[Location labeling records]
⟨

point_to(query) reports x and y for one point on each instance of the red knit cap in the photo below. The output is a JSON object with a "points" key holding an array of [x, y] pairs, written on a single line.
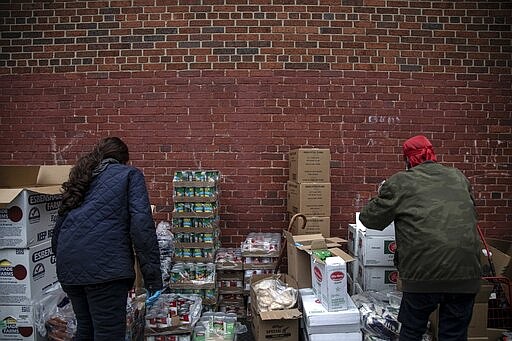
{"points": [[418, 149]]}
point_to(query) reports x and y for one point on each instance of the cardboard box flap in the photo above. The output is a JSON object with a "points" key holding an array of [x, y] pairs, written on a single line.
{"points": [[53, 175], [336, 252], [33, 176], [7, 195], [304, 242], [288, 314]]}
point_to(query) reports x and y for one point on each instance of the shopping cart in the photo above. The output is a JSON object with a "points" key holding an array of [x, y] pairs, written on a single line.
{"points": [[499, 313]]}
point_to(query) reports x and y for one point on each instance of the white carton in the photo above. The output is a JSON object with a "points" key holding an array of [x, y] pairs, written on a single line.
{"points": [[356, 336], [377, 278], [26, 273], [318, 320], [29, 200], [387, 231], [353, 269], [329, 279], [17, 324], [376, 250]]}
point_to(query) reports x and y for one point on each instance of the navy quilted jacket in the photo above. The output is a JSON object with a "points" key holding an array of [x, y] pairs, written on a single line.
{"points": [[93, 242]]}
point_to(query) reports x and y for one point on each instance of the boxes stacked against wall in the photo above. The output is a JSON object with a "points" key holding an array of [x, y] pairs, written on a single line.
{"points": [[29, 201], [309, 189]]}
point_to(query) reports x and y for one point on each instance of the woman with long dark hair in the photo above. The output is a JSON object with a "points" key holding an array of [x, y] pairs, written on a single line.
{"points": [[105, 215]]}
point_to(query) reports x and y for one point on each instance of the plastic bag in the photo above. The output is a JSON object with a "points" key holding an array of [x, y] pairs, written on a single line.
{"points": [[54, 315], [273, 294], [380, 319], [136, 316]]}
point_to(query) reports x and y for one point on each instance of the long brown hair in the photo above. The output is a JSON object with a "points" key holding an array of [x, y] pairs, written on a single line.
{"points": [[81, 174]]}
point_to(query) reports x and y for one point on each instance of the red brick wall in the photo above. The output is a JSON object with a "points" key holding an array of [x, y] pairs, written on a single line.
{"points": [[234, 85]]}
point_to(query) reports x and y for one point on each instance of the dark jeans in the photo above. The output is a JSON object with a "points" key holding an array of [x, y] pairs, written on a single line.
{"points": [[100, 309], [455, 312]]}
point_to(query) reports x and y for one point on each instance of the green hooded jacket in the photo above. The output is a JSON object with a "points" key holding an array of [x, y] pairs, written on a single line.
{"points": [[438, 248]]}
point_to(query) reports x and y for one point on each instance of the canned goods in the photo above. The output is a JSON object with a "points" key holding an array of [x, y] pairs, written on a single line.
{"points": [[208, 237], [199, 191], [179, 191], [197, 253]]}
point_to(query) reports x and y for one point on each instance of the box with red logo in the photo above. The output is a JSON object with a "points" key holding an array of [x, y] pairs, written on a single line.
{"points": [[26, 273], [29, 199], [376, 250], [17, 324], [329, 277], [377, 278]]}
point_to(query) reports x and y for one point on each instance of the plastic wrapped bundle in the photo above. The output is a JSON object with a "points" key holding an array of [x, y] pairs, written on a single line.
{"points": [[166, 245], [54, 316], [380, 319]]}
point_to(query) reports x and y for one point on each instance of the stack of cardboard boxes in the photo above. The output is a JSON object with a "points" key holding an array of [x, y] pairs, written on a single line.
{"points": [[29, 200], [373, 250], [309, 189]]}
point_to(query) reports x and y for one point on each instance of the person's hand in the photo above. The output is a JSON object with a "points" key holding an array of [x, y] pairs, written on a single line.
{"points": [[380, 186], [151, 297]]}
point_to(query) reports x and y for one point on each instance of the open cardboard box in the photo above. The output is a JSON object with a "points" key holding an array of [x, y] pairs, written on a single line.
{"points": [[298, 250], [278, 325], [30, 197], [501, 255]]}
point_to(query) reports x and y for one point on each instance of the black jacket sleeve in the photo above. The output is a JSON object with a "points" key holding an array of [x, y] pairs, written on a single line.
{"points": [[55, 233], [143, 232]]}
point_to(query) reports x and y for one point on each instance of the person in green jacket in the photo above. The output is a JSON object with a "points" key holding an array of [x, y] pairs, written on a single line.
{"points": [[438, 248]]}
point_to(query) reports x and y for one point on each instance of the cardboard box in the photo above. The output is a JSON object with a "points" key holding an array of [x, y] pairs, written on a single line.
{"points": [[29, 200], [314, 225], [17, 324], [309, 165], [276, 325], [310, 199], [376, 250], [329, 277], [387, 231], [26, 273], [353, 237], [318, 320], [298, 249], [501, 254], [377, 277]]}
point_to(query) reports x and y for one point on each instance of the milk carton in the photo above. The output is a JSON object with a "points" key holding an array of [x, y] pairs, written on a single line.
{"points": [[329, 279]]}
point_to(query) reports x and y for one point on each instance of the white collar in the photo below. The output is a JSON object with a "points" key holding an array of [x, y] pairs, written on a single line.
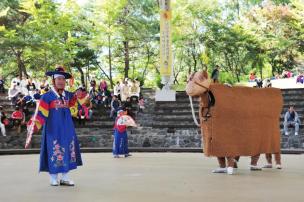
{"points": [[56, 93]]}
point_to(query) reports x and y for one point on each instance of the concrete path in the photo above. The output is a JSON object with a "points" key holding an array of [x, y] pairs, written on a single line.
{"points": [[152, 177]]}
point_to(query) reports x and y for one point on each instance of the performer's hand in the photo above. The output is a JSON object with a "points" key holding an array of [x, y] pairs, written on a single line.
{"points": [[28, 142], [27, 145]]}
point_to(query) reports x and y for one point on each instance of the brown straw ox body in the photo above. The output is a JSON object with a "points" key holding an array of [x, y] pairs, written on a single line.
{"points": [[242, 122]]}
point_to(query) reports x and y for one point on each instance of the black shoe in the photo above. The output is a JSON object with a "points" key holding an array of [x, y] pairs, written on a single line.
{"points": [[67, 183]]}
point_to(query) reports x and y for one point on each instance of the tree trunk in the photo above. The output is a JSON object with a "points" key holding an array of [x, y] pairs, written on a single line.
{"points": [[110, 62], [127, 60], [147, 64]]}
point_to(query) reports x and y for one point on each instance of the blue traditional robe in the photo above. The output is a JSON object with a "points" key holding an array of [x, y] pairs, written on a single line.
{"points": [[120, 144], [60, 150]]}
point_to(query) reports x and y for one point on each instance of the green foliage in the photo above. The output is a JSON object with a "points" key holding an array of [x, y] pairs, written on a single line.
{"points": [[115, 39]]}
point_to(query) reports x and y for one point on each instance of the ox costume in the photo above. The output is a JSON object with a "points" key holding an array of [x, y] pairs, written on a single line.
{"points": [[60, 150]]}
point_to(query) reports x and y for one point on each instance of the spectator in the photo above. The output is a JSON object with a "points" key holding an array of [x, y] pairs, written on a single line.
{"points": [[103, 86], [291, 119], [115, 106], [2, 89], [18, 118], [127, 106], [259, 83], [125, 91], [300, 78], [13, 93], [286, 74], [106, 95], [252, 77], [31, 87], [141, 104], [84, 106], [37, 95], [93, 84], [134, 90], [215, 74], [117, 90], [267, 83], [2, 121]]}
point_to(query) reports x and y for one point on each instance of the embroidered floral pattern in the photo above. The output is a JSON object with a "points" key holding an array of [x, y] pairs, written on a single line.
{"points": [[58, 154], [72, 151]]}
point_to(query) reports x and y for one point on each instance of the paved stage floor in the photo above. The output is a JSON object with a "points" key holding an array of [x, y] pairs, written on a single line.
{"points": [[155, 177]]}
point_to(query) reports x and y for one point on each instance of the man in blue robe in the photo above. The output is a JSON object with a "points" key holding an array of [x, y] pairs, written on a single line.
{"points": [[60, 150]]}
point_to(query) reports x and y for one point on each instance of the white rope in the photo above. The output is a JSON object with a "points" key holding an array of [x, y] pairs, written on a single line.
{"points": [[193, 113]]}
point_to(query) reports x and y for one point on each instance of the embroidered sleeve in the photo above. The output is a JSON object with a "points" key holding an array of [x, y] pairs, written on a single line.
{"points": [[42, 114]]}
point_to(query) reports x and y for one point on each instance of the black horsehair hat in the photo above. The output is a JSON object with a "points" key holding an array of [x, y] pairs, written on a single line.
{"points": [[59, 70]]}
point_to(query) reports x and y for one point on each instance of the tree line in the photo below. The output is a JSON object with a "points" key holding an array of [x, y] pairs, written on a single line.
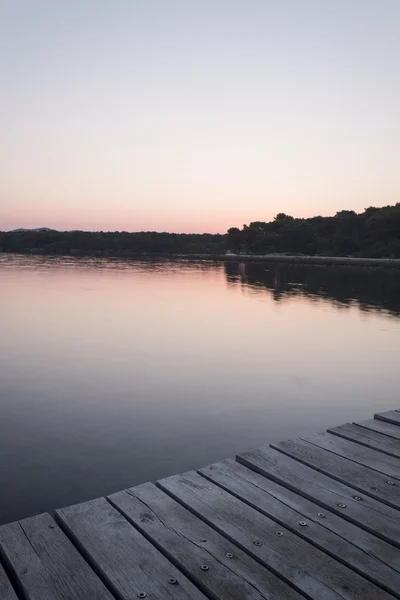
{"points": [[373, 233]]}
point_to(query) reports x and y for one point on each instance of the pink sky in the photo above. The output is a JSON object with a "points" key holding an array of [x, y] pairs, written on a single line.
{"points": [[194, 117]]}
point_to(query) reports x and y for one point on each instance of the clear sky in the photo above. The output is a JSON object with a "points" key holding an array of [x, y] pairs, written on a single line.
{"points": [[196, 115]]}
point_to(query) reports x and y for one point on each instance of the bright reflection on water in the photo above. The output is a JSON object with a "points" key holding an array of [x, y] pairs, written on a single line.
{"points": [[114, 372]]}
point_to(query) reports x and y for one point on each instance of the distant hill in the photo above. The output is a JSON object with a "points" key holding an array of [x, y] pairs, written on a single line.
{"points": [[37, 230]]}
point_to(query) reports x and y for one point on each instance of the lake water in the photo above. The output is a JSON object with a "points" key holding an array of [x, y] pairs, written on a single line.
{"points": [[116, 372]]}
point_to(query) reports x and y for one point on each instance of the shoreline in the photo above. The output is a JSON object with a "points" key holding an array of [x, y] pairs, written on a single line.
{"points": [[268, 258]]}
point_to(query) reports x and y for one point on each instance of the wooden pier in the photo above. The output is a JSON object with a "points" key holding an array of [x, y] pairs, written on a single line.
{"points": [[315, 517]]}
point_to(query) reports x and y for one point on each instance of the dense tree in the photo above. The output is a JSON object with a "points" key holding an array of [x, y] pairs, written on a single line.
{"points": [[372, 233]]}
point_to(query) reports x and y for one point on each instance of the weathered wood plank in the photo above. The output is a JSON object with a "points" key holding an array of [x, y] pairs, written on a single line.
{"points": [[286, 554], [388, 429], [125, 559], [361, 478], [373, 459], [371, 515], [391, 416], [356, 548], [368, 438], [46, 564], [229, 573], [6, 589]]}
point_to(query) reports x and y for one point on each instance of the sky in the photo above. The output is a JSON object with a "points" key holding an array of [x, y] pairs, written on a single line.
{"points": [[196, 115]]}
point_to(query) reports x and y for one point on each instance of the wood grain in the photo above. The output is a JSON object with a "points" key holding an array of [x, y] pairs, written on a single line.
{"points": [[371, 515], [128, 562], [388, 429], [46, 564], [287, 554], [355, 547], [368, 438], [373, 459], [6, 589], [357, 476], [190, 543], [391, 416]]}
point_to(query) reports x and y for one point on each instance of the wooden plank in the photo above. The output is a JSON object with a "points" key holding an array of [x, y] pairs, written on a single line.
{"points": [[391, 416], [371, 515], [392, 431], [190, 544], [287, 554], [46, 564], [373, 459], [125, 559], [368, 438], [356, 548], [361, 478], [6, 589]]}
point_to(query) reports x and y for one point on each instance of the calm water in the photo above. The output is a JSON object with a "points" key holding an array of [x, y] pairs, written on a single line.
{"points": [[113, 373]]}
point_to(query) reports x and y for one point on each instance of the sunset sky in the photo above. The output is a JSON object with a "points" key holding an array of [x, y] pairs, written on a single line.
{"points": [[196, 115]]}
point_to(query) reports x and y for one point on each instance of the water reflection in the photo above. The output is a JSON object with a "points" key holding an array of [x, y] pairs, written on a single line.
{"points": [[368, 289], [114, 372]]}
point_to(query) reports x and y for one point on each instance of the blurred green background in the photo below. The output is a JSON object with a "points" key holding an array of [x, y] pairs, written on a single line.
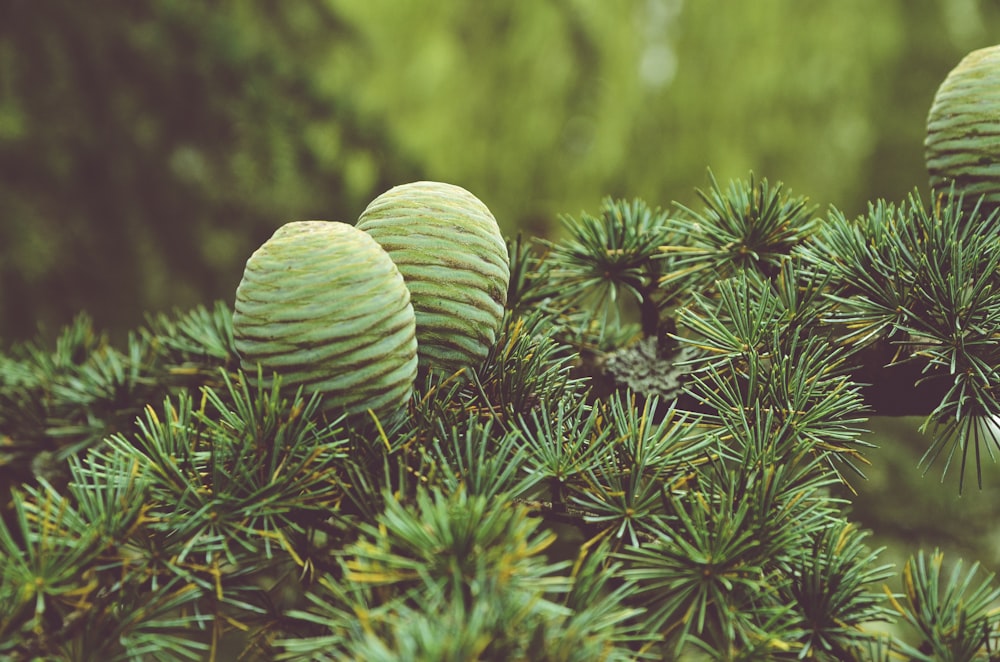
{"points": [[147, 148]]}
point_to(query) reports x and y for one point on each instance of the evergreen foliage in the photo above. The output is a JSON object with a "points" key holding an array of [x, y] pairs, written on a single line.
{"points": [[160, 505]]}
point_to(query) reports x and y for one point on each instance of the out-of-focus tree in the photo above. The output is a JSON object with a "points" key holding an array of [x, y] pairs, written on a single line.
{"points": [[146, 149]]}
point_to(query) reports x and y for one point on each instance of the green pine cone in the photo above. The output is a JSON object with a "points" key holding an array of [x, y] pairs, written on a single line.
{"points": [[323, 305], [963, 130], [453, 258]]}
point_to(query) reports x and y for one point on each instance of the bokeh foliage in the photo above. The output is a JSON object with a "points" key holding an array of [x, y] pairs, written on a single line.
{"points": [[147, 148]]}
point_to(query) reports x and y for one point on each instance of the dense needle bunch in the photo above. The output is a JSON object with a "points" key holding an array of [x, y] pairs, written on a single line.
{"points": [[561, 502]]}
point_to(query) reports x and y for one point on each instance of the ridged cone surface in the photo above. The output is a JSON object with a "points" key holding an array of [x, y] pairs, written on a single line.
{"points": [[963, 129], [323, 305], [454, 259]]}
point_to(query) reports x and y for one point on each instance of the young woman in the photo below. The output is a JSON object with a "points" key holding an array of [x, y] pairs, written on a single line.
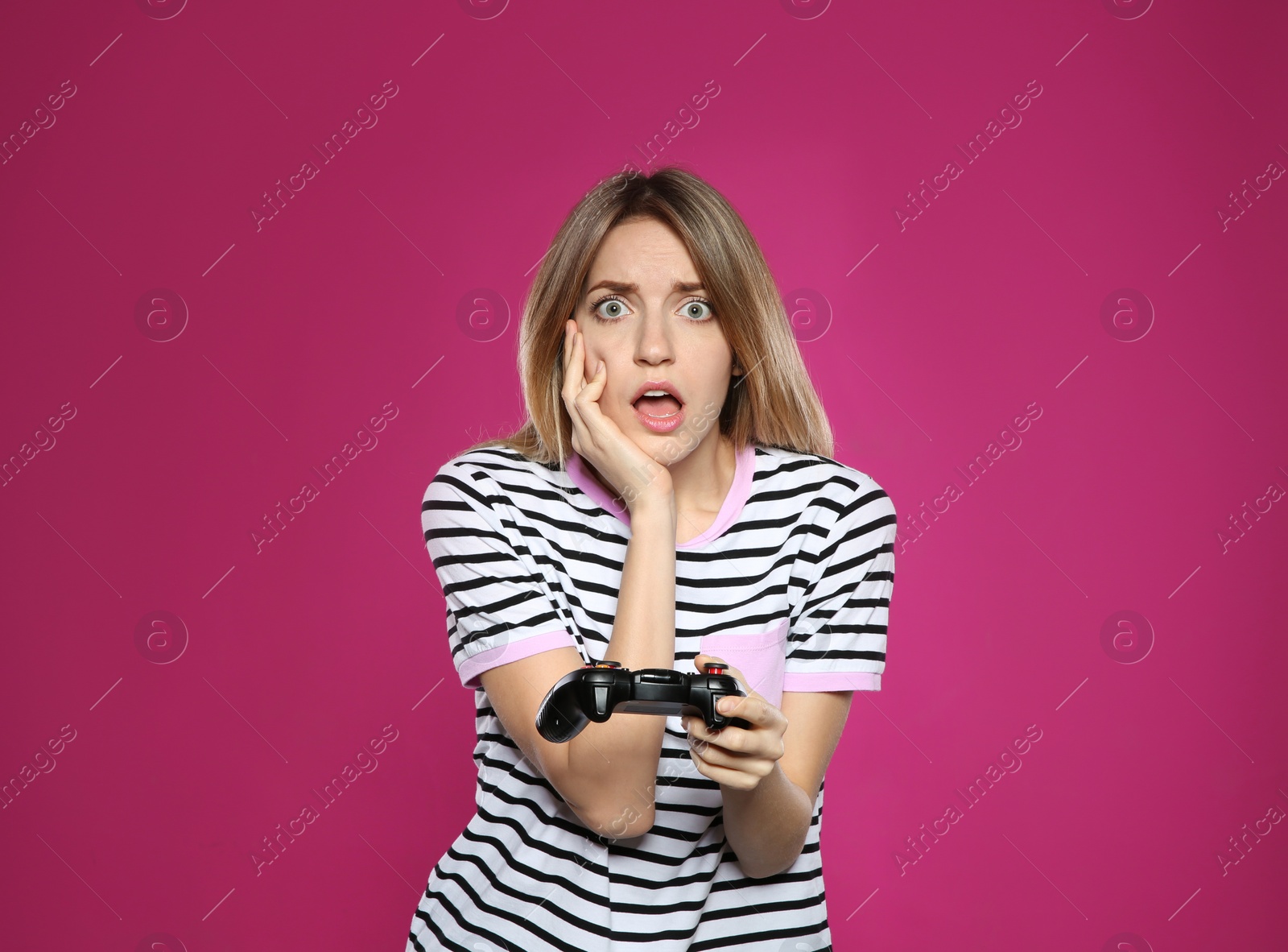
{"points": [[670, 500]]}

⟩

### [What is being asked]
Write out only the lines from the line containing "of the blurred" through the end of the material above, both end lines included. Pictures are not written out.

### [Result for this exercise]
point_to(query) reports x and y for one point on each instance of the blurred green background in the photo below. The output is a JSON object with a "points" key holding an array of [x, y] pairs, written on a single line.
{"points": [[147, 148]]}
point_to(query) reports x and y for one point on each instance of the evergreen foliage in the photo above. The output is a JSON object with a "points" key holding an array of [x, y] pairs, written on a single line.
{"points": [[160, 505]]}
point_to(query) reports x and y for one point on each instance of the out-of-focus tree in the photo above. The output is a JSON object with a "points" key holding an array of [x, y] pairs, written on a single line.
{"points": [[146, 149]]}
point_to(query) reports x and y for one point on each instance of the green pine cone in the photo above. The output is a JSON object with a "points" key holding an array of [x, y] pairs, written on a single line.
{"points": [[323, 305], [963, 130], [453, 258]]}
point_to(query) reports x and y for one point on each instance of the bokeh foliage in the photo above. The output is a JSON object with a "points" key holding an array of [x, y] pairs, written on a single line.
{"points": [[147, 148]]}
point_to(query) reports x and y for one point on each instance of the dense needle bunch in the photo above. The output is a JSON object with a "points" key holding an array of [x, y] pairs, written on a single line.
{"points": [[561, 502]]}
point_to(query) reports x and y for one point on each instance of the ridged cone surface in the photo above. The output is a JSON object with a "points" key holding an array of [x, y] pairs, written on a single line.
{"points": [[963, 129], [323, 305], [454, 259]]}
point_to(query) reports x and y for one point on each instance of the young woman in the photo below. The output is a JSON object with a "points" key holding an array of [x, y] pairs, written on a single line.
{"points": [[670, 500]]}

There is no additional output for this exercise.